Given exercise |
Resize the box coordinates in the stretch from the start of the rows through the line containing "267,162 -> 281,171". Write out every line there again, command lines too, with each coordinate multiplied by 1.35 and rounded to a whole number, halves rounding up.

# start of Data for this exercise

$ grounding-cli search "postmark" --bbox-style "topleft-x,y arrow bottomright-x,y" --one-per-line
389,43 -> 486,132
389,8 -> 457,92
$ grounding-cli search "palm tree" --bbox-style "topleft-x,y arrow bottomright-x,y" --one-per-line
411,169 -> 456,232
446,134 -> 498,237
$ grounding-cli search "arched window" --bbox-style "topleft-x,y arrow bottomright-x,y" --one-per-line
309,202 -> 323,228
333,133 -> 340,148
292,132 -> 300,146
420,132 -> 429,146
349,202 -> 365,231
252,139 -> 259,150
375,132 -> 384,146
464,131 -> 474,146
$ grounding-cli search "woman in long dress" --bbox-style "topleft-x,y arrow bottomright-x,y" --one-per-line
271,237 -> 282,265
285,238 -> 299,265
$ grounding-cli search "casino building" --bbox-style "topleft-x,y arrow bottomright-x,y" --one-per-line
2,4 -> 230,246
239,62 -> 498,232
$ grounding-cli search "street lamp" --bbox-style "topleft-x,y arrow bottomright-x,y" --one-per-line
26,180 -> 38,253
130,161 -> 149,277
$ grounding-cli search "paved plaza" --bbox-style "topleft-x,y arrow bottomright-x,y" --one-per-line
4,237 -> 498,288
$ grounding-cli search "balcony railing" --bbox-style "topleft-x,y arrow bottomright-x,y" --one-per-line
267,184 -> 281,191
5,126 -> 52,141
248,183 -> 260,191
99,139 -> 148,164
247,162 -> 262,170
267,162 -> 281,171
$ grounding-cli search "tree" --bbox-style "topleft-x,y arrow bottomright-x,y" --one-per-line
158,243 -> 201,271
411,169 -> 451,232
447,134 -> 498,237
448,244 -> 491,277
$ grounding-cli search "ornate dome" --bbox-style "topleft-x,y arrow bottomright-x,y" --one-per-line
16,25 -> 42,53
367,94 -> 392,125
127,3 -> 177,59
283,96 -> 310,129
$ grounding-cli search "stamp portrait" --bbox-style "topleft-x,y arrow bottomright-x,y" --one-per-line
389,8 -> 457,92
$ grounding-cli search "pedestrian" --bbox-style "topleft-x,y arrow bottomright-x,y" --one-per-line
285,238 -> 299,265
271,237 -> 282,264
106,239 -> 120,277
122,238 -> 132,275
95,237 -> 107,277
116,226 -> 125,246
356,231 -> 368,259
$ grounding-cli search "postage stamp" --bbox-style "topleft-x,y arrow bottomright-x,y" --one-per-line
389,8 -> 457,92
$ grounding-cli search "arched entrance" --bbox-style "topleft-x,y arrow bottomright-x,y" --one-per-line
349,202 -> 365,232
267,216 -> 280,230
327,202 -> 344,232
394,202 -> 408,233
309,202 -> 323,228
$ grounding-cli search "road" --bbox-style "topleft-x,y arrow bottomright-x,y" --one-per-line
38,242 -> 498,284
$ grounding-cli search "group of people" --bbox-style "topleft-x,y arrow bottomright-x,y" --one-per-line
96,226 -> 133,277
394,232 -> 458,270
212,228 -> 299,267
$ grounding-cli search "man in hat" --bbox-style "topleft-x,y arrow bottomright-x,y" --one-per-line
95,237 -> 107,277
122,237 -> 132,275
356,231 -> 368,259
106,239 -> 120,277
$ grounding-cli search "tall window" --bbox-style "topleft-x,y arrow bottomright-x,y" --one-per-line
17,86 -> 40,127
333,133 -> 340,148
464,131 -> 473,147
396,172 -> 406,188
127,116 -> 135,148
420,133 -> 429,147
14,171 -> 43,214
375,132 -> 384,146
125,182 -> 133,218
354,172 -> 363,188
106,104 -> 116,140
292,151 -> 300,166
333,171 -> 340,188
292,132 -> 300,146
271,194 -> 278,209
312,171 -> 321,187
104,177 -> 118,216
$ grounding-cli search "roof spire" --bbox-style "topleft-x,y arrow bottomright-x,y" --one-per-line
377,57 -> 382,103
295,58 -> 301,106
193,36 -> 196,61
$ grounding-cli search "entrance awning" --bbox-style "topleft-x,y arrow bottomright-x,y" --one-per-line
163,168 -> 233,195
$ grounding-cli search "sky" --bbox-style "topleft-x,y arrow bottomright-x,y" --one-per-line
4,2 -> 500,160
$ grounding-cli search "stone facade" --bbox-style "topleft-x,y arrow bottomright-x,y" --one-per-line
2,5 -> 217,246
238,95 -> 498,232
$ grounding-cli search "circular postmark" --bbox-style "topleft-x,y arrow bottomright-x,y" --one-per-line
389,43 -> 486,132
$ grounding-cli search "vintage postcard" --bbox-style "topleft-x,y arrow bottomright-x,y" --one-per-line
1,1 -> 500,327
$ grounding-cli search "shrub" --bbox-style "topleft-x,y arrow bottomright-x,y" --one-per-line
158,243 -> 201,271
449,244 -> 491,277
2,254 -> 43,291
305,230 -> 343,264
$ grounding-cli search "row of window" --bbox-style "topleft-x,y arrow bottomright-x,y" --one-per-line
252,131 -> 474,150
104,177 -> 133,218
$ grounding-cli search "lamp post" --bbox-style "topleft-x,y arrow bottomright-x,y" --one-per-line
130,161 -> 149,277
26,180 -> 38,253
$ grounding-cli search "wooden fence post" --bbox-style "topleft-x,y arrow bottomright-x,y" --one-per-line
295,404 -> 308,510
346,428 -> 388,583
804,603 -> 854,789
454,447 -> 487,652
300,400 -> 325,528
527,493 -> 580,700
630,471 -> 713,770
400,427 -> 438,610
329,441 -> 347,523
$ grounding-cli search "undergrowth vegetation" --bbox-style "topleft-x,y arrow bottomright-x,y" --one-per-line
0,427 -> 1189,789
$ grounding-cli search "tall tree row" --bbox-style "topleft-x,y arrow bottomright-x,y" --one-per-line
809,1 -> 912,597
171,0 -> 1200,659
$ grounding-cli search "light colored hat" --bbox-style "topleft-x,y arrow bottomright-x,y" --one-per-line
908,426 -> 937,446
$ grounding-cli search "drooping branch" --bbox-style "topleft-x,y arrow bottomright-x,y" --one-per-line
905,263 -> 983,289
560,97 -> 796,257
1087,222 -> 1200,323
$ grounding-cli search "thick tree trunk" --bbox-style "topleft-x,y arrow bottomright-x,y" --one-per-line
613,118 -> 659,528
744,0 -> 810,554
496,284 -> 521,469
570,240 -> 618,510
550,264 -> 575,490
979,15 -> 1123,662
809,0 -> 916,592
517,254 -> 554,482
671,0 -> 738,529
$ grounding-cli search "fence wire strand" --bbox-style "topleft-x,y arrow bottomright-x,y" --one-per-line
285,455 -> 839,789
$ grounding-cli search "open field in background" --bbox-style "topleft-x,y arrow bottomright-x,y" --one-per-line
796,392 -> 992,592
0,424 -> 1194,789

# end of Data for this exercise

Exercise answer |
$ grounding-cli search "postmark" --bbox-style "topleft-x,y arrow bottomright-x,y" --one-per-line
525,58 -> 656,178
525,11 -> 617,124
$ grounding-cli search "palm tree" --bbox-style "topleft-x,y arrow bottomright-x,y" --one-per-line
555,228 -> 616,313
602,181 -> 672,320
$ grounding-cli search "arched window" --bbox-style "topleft-x,y arrow bottomright-x,y" --one-per-line
417,273 -> 436,308
450,180 -> 459,200
394,178 -> 405,197
567,178 -> 579,197
471,273 -> 493,312
340,188 -> 350,203
506,178 -> 518,197
626,177 -> 640,197
$ grounding-cli search "woman in long dress" --bbox-style "topleft-x,y arrow bottomright-x,y" --one-per-line
366,320 -> 381,358
385,321 -> 404,358
$ grounding-cli search "casino building" --bbox-style "topleft-x,y arrow bottomright-x,y" --one-per-line
3,5 -> 311,332
323,84 -> 672,313
$ grounding-cli search "street lamp" --bbox-style "topleft-x,y arrow bottomright-x,y" --one-per-line
35,243 -> 51,342
176,217 -> 201,374
$ grounding-cli search "paved plaza" --bbox-style "topleft-x,y arrow bottomright-x,y" --one-per-line
5,320 -> 672,389
$ grounding-cli search "balcony railing" --bbox-style "topleft-x,y arrow bottomright-x,y" --one-per-line
360,248 -> 379,258
7,170 -> 70,190
335,247 -> 351,258
134,188 -> 200,221
333,219 -> 354,230
360,219 -> 379,231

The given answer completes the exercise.